> **GIVEN PASSAGE**:
Confounding happens regularly when articles and subsequent commentary leave the reader unsure of what to think. It isn’t just the absence of time and expertise needed to slog though the statistical minutiae but the unrealistic expectation that significant numbers of physicians have the requisite interest to do so. If one makes it through P values and understands the effect of myriads of confounding factors and the adequacy of attempts made by the authors to control for them, there remains the issue of statistical spin.
Statistics introduce biases of their own. For example, a relative risk reduction of 50% sounds impressive and makes for great press releases and advertising copy addressed to the public—even when the absolute risk reduction may be no more than from 2% to 1%. The latter is far less likely to impress a clinician when that is made clear. But a commonsense grasp of the issues can be elusive and easily buried in complex statistical discussions.
Moreover, the reader is unlikely to improve with practice. This point was made by a medical librarian I know who said, “Over the years, I’ve read thousands of articles in the mainstream journals and not gained any expertise in evaluating their validity.” I suspect that many (if not most) physicians feel the same way. Alienation can readily progress to disinterest. Physicians I’ve discussed this with and who have largely given up on reading the literature say it’s because they “get so little out of it.”
If it seems that I’m being lopsided in my criticism, I haven’t yet addressed the unresolved issues of commercial bias in scientific articles and political bias in policy pieces. The latter is particularly reprehensible because it masquerades under the rubric of virtue. When the Institute of Medicine came out with the report, “To Err Is Human,” and announced that there are 98,000 hospital deaths caused by medical error annually, they hired public relations firms to tout the results lest they go unnoticed and not be acted upon. Of course later analysis showed the number to be wildly exaggerated. This is hardly an isolated event. The Centers for Disease Control and Prevention have just admitted to drastically overstating the rapidly increasing role of obesity as a cause of death. Nor was it just an oversight or error. Contrary opinion within the research group was ignored. (Wall Street Journal, 11/23/04, page 1).

> **AVAILABLE DATA**:
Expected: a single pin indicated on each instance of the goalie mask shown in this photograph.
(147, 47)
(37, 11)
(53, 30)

> **WHAT THE EXERCISE ASKS**: Pick up the essay on why physicians struggle to read the medical literature and carry it on from its final sentence.

> **TASK OUTPUT**:
I am not making a plea for quickie science. Neither am I attempting to excuse the faults of the undedicated. The research community, practicing physicians, and the medical literature need to come into better balance. One simple measure would be to present statistical concepts in color and possibly in the form of a series of thermometers that suggest degrees of reliability. The use of detailed appendices after more pointed text would allow clinicians and researchers their respective areas of major interest. Editorial comment could address the gist of all the letters received from readers and not just the few chosen for publication. If the colored thermometers then need adjustment “on second thought,” that could be included. Online publication is another story altogether.
These are only a few preliminary thoughts. If there are other unhappy readers out there, I’d like to hear from you.